Quoted text:
::::::::::
The Company generated an economic loss of ($7,414,000), or ($0.18) per adjusted
share, for the three months ended June 30, 2003 compared to an economic profit
of $911,000, or $0.02 per adjusted share, for the same period in 2003. The
economic loss increased to ($7,043,000), or ($0.17) per adjusted share, for the
six months ended June 30, 2003 from ($249,000), or ($0.01) per adjusted share,
for the same period in 2002.
The following presents the calculation of the Company's economic loss
for the periods indicated (dollars in thousands, except per share data):
FOR THE THREE MONTHS ENDED FOR THE SIX MONTHS ENDED
JUNE 30, JUNE 30,
---------------------------------- ----------------------------------
2003 2002 2003 2002
---------------- --------------- --------------- ----------------
Economic profit (loss)
Net income (1) $ 1,008 $ 8,466 $ 9,601 $ 14,663
Imputed cost of equity at 10% (2) (8,422) (7,555) (16,644) (14,912)
---------------- --------------- --------------- ----------------
Total economic profit (loss) $ (7,414) $ 911 $ (7,043) $ (249)
Weighted average shares outstanding 42,321,170 42,535,312 42,317,443 42,486,667
Economic profit (loss) per share (3) $ (0.18) $ 0.02 $ (0.17) $ (0.01)
(1) Consolidated net income from the Consolidated Statement of Income. See
"Item 1. Consolidated Financial Statements."
(2) Cost of equity is equal to 10% (on an annual basis) of total average
shareholders' equity, which was $336,863,000 and $332,875,000 for the
three and six months ended June 30, 2003, respectively, and
$302,208,000 and $298,239,000 for the three and six months ended June
30, 2002, respectively, calculated as described in the Average Capital
Analysis.
::::::::::
Given data:
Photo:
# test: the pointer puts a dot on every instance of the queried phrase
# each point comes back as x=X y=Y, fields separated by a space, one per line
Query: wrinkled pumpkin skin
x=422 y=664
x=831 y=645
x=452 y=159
::::::::::
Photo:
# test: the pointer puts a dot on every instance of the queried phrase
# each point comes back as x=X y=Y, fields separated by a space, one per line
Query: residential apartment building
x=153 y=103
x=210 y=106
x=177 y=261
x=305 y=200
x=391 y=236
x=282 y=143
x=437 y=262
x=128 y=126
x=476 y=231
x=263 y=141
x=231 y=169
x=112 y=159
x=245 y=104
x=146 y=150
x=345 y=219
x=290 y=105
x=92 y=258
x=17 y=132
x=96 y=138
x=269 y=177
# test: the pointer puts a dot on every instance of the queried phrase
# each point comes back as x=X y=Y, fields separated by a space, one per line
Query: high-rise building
::::::::::
To be done: Write the next part of the economic loss excerpt, picking up after its last sentence. The records were taken from a separate source.

Task answer:
(3) Economic profit (loss) per share equals the economic profit (loss)
divided by the weighted average shares outstanding.
27
CRITICAL ACCOUNTING POLICIES
The Company's consolidated financial statements are prepared in
accordance with GAAP. The preparation of these financial statements requires the
Company to make estimates and judgments that affect the reported amounts of
assets and liabilities and disclosure of contingent assets and liabilities at
the date of the financial statements and the reported amounts of revenues and
expenses during the reporting period. On an on-going basis, the Company
evaluates its estimates, including those related to the reserve for advance
losses, the allowance for credit losses, and the allowance for lease vehicle
losses. Item 7 of the Company's Annual Report on Form 10-K discusses several
critical accounting policies, which the Company believes involve a high degree
of judgment and complexity. There have been no material changes to that
information during the three and six months ended June 30, 2003.
LIQUIDITY AND CAPITAL RESOURCES
The Company's primary sources of capital are cash flows from operating
activities, collections on Loans receivable, borrowings under the Company's
credit agreements and secured financings. The Company's principal need for
capital has been to fund cash advances made to dealer-partners in connection
with the acceptance of Loans and for the payment of dealer holdbacks to
dealer-partners who have repaid their advance balances.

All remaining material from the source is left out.